GOAL:
In the data below, locate every line that contains the string "shallow" and copy each such line in full.

DATA IN THIS EXERCISE:

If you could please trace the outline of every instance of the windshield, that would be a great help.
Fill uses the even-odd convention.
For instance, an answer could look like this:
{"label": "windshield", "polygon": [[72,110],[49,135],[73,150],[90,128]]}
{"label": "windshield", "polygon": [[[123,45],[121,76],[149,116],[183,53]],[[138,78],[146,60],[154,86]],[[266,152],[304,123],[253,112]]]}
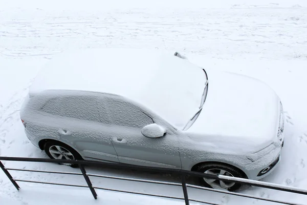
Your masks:
{"label": "windshield", "polygon": [[204,92],[203,92],[203,95],[202,96],[202,100],[201,101],[201,105],[200,106],[200,110],[196,113],[196,114],[192,117],[187,123],[186,126],[183,128],[183,131],[187,130],[189,128],[192,126],[194,122],[196,120],[198,116],[199,116],[202,110],[203,109],[203,106],[204,106],[204,104],[205,104],[205,101],[206,101],[206,98],[207,97],[207,93],[208,93],[208,75],[207,75],[207,73],[204,69],[203,69],[204,72],[205,73],[205,75],[206,75],[206,83],[205,84],[205,88],[204,88]]}

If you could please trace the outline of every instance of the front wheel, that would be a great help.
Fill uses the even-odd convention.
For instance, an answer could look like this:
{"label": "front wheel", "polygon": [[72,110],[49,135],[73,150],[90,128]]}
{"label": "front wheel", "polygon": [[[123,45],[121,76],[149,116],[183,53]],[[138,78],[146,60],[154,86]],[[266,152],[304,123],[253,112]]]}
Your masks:
{"label": "front wheel", "polygon": [[[220,175],[235,177],[244,178],[240,171],[232,167],[215,163],[204,163],[198,166],[195,171],[206,174]],[[217,189],[234,191],[241,187],[241,184],[235,182],[223,181],[216,179],[200,178],[201,182],[205,186]]]}
{"label": "front wheel", "polygon": [[[44,146],[47,155],[51,159],[82,159],[82,157],[73,148],[64,143],[57,141],[47,141]],[[63,163],[63,165],[76,167],[78,165]]]}

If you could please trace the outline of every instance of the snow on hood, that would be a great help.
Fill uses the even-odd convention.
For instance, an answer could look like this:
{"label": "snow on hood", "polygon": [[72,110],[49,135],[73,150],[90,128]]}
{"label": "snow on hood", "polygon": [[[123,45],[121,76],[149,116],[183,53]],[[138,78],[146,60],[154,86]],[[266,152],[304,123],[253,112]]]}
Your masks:
{"label": "snow on hood", "polygon": [[[247,149],[255,151],[276,140],[279,102],[272,89],[249,77],[206,71],[209,80],[207,98],[187,133],[195,137],[203,136],[201,141],[249,145]],[[242,146],[238,147],[242,149]]]}

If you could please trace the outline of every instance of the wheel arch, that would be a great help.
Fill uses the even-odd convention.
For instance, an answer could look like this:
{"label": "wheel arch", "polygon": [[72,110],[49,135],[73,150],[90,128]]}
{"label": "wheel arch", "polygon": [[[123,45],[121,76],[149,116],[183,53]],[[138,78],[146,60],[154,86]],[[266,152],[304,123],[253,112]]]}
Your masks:
{"label": "wheel arch", "polygon": [[244,177],[245,178],[248,179],[248,177],[247,177],[247,174],[241,169],[238,168],[238,167],[234,166],[233,165],[230,165],[230,164],[227,163],[221,162],[220,161],[205,161],[205,162],[199,162],[199,163],[198,163],[194,165],[191,169],[191,171],[195,171],[196,168],[201,165],[204,165],[204,164],[207,165],[207,164],[210,164],[210,163],[216,163],[216,164],[218,164],[218,165],[224,165],[224,166],[230,167],[232,168],[237,169],[237,170],[238,170],[238,171],[239,171],[240,172],[241,172],[241,173],[244,176]]}
{"label": "wheel arch", "polygon": [[78,154],[79,154],[79,155],[80,156],[81,156],[81,157],[82,157],[82,158],[83,157],[83,156],[80,153],[80,152],[79,152],[77,150],[76,150],[76,149],[75,149],[71,145],[69,145],[67,143],[65,143],[64,142],[61,141],[60,140],[56,140],[56,139],[41,139],[38,142],[38,147],[41,150],[44,150],[44,149],[45,149],[45,145],[46,144],[46,143],[47,143],[48,142],[50,142],[50,141],[58,142],[64,144],[66,145],[67,146],[70,147],[72,149],[73,149],[74,150],[75,150],[75,151],[76,151]]}

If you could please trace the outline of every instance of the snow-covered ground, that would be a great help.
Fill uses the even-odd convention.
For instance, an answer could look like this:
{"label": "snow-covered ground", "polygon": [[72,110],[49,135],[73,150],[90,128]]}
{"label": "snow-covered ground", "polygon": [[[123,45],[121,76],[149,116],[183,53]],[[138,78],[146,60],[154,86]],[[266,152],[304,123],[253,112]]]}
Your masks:
{"label": "snow-covered ground", "polygon": [[[286,112],[281,161],[265,181],[307,189],[307,2],[72,0],[0,1],[0,155],[47,157],[29,142],[19,110],[40,66],[55,54],[80,48],[123,47],[182,52],[204,68],[260,79],[280,97]],[[227,86],[227,85],[225,85]],[[79,172],[57,165],[6,162],[8,167]],[[87,168],[89,172],[178,181],[176,176]],[[11,171],[16,178],[85,183],[82,177]],[[78,180],[78,179],[80,179]],[[180,187],[95,179],[109,188],[182,197]],[[19,182],[0,171],[0,204],[183,204],[182,201]],[[189,196],[222,204],[266,204],[189,188]],[[240,191],[307,204],[307,196],[258,188]],[[193,203],[191,203],[192,204]],[[268,203],[267,204],[272,204]]]}

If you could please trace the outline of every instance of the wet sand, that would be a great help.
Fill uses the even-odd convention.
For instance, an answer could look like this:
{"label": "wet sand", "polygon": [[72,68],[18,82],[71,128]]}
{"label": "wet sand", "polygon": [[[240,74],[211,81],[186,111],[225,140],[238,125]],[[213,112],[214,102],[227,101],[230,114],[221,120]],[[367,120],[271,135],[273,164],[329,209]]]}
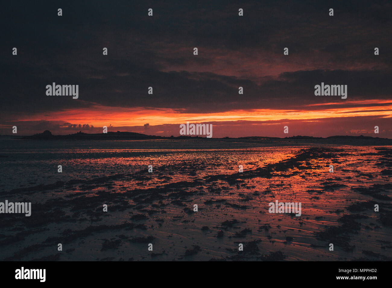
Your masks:
{"label": "wet sand", "polygon": [[[243,141],[220,150],[191,143],[136,152],[83,147],[77,161],[62,157],[92,171],[26,175],[22,186],[22,176],[10,176],[1,201],[31,202],[32,212],[0,216],[0,259],[392,260],[392,146]],[[2,171],[19,157],[2,154]],[[114,161],[137,165],[94,171]],[[301,215],[269,213],[276,200],[301,202]]]}

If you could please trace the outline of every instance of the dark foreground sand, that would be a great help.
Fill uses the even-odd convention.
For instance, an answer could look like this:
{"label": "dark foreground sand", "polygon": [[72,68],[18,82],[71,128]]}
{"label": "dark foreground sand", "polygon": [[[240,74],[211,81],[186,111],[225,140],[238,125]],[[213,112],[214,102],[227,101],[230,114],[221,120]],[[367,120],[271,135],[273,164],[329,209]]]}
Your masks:
{"label": "dark foreground sand", "polygon": [[[32,216],[0,215],[0,259],[390,261],[391,165],[390,146],[317,146],[242,173],[190,159],[17,188],[1,201]],[[276,200],[302,215],[269,213]]]}

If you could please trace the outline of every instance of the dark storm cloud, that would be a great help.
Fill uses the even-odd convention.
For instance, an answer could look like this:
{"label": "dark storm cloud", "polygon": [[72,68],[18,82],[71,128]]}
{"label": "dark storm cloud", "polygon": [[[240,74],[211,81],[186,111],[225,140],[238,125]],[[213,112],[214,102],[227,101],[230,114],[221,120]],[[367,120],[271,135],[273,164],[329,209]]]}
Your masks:
{"label": "dark storm cloud", "polygon": [[[0,109],[8,115],[95,103],[209,112],[343,101],[315,96],[321,82],[347,85],[347,100],[390,98],[387,1],[7,5]],[[153,17],[147,16],[150,7]],[[17,56],[11,55],[14,47]],[[260,71],[248,67],[255,62]],[[79,99],[46,96],[53,82],[78,85]]]}

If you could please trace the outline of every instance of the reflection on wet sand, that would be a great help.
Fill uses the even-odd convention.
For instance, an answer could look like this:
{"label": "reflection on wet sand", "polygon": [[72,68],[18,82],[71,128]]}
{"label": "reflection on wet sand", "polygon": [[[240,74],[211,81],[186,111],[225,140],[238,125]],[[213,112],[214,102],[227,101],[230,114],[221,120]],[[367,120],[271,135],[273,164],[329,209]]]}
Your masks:
{"label": "reflection on wet sand", "polygon": [[[2,185],[33,204],[2,215],[2,260],[392,259],[390,147],[52,152],[73,173]],[[277,200],[301,216],[269,213]]]}

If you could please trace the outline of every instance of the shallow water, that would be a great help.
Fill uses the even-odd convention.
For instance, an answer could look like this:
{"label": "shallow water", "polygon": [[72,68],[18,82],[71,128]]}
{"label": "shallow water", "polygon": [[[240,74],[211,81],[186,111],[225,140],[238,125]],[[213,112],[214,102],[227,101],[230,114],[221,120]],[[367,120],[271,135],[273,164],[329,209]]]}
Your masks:
{"label": "shallow water", "polygon": [[33,211],[1,214],[0,259],[391,259],[391,146],[259,142],[3,139],[1,201]]}

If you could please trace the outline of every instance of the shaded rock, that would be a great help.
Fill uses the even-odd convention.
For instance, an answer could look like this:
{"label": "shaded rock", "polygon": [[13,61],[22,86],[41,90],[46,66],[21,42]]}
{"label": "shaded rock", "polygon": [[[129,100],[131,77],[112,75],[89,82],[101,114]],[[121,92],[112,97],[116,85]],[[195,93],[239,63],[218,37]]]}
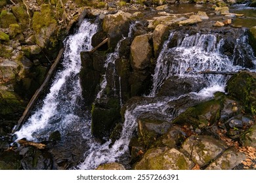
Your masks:
{"label": "shaded rock", "polygon": [[203,11],[198,11],[196,15],[198,15],[202,20],[209,19],[209,16],[207,15],[206,12]]}
{"label": "shaded rock", "polygon": [[169,7],[167,5],[161,5],[161,6],[159,6],[159,7],[157,7],[156,8],[156,9],[157,10],[167,10],[169,8]]}
{"label": "shaded rock", "polygon": [[245,161],[246,156],[238,152],[235,148],[225,150],[217,159],[211,162],[206,170],[231,170]]}
{"label": "shaded rock", "polygon": [[229,8],[228,7],[216,7],[214,12],[216,14],[229,13]]}
{"label": "shaded rock", "polygon": [[242,102],[245,109],[256,114],[256,74],[243,71],[234,75],[227,82],[228,95]]}
{"label": "shaded rock", "polygon": [[256,26],[252,27],[249,31],[249,43],[256,53]]}
{"label": "shaded rock", "polygon": [[200,79],[170,76],[161,86],[158,96],[178,97],[191,92],[199,92],[204,86]]}
{"label": "shaded rock", "polygon": [[128,12],[118,12],[114,14],[108,14],[103,20],[103,31],[109,36],[108,46],[116,48],[123,36],[127,37],[129,27],[129,18],[131,14]]}
{"label": "shaded rock", "polygon": [[182,145],[190,156],[194,163],[203,167],[227,148],[223,141],[211,136],[189,137]]}
{"label": "shaded rock", "polygon": [[175,148],[161,147],[148,150],[136,164],[136,170],[188,170],[194,163]]}
{"label": "shaded rock", "polygon": [[9,28],[11,24],[17,24],[17,20],[14,15],[7,12],[6,10],[3,10],[1,12],[1,26],[3,28]]}
{"label": "shaded rock", "polygon": [[223,22],[217,21],[215,24],[214,24],[213,26],[215,27],[223,27],[224,24]]}
{"label": "shaded rock", "polygon": [[110,163],[99,165],[96,170],[125,170],[125,168],[121,164]]}
{"label": "shaded rock", "polygon": [[256,124],[253,125],[240,137],[244,146],[256,147]]}
{"label": "shaded rock", "polygon": [[221,99],[202,102],[188,108],[174,119],[173,122],[202,129],[219,122],[221,109]]}
{"label": "shaded rock", "polygon": [[0,154],[0,170],[19,170],[21,169],[20,156],[13,150]]}
{"label": "shaded rock", "polygon": [[153,47],[155,57],[157,58],[163,41],[167,39],[169,35],[169,27],[167,25],[159,24],[153,32]]}
{"label": "shaded rock", "polygon": [[137,36],[131,45],[131,66],[133,69],[142,70],[150,64],[152,49],[149,41],[150,35]]}

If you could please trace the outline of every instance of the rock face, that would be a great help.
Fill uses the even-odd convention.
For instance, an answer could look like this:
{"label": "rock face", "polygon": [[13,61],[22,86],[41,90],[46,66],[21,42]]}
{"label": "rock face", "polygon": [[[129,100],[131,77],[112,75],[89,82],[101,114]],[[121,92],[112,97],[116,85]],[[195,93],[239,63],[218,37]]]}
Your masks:
{"label": "rock face", "polygon": [[256,114],[256,74],[247,71],[234,75],[228,82],[229,95],[240,100],[245,108]]}
{"label": "rock face", "polygon": [[125,168],[121,164],[110,163],[101,165],[96,170],[125,170]]}
{"label": "rock face", "polygon": [[200,167],[206,165],[227,148],[223,141],[211,136],[190,136],[182,146],[191,156],[194,163]]}
{"label": "rock face", "polygon": [[151,35],[137,36],[131,45],[131,66],[134,69],[142,70],[150,64],[152,55],[149,41]]}
{"label": "rock face", "polygon": [[169,35],[169,27],[167,25],[159,24],[153,32],[153,46],[155,57],[157,58],[163,41]]}
{"label": "rock face", "polygon": [[188,170],[194,165],[188,158],[175,148],[152,148],[135,165],[137,170]]}
{"label": "rock face", "polygon": [[206,170],[231,170],[245,160],[246,156],[234,148],[225,150],[221,157],[211,163]]}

EXPECTED ANSWER:
If you could please trace the outline of every instance of the shallow water, that would be a great help.
{"label": "shallow water", "polygon": [[72,68],[18,82],[71,128]]}
{"label": "shallow water", "polygon": [[[240,74],[211,81],[186,111],[225,140],[238,125]],[[213,112],[214,102],[227,101],[230,114],[221,120]],[[367,120],[271,135],[273,164],[329,209]]]}
{"label": "shallow water", "polygon": [[33,211],[1,214],[0,259],[391,259],[391,146],[259,142],[3,139],[1,201]]}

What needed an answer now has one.